Fragmento seleccionado —
>>>>

Aparte de la virtud teologal, el Aquinate dedica amplio espacio en la Suma Teológica (1-2, q. 40) a las pasiones de la esperanza y la desesperación, típicas del llamado apetito irascible. Y, dentro de su metodología, se pregunta por aspectos esenciales, como si la experiencia es causa o no de la esperanza (art. 5). Aduce una cita de la Retórica de Aristóteles: «los viejos difícilmente tienen esperanza, a causa de su experiencia». Pero, en otro lugar, el Filósofo afirma que «algunos tienen firme esperanza por haber vencido a muchos y en muchos ocasiones», lo cual provendría de la experiencia, y ésta sería causa de esperanza.

<<<<

Tarea 1 —
Responda estas preguntas sobre el fragmento:
(a) ¿En qué lugar de la Suma Teológica trata el Aquinate las pasiones de la esperanza y la desesperación?
(b) ¿De qué apetito son típicas esas pasiones?
(c) Según la cita de la Retórica, ¿por qué los viejos difícilmente tienen esperanza?
Tarea 2 —
Enumere todos los nombres o apelativos con que el fragmento se refiere a autores.

Listado —
>>>>

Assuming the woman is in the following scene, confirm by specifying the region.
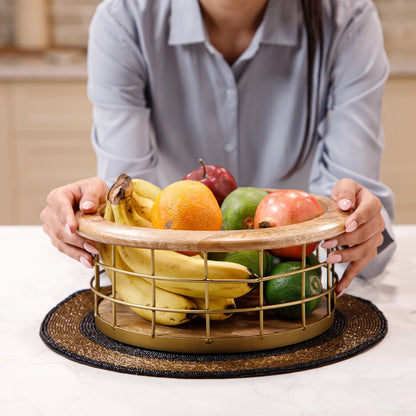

<<<<

Respuesta esperada 1 —
(a) En 1-2, q. 40.
(b) Del llamado apetito irascible.
(c) A causa de su experiencia.

Respuesta esperada 2 —
el Aquinate, Aristóteles, el Filósofo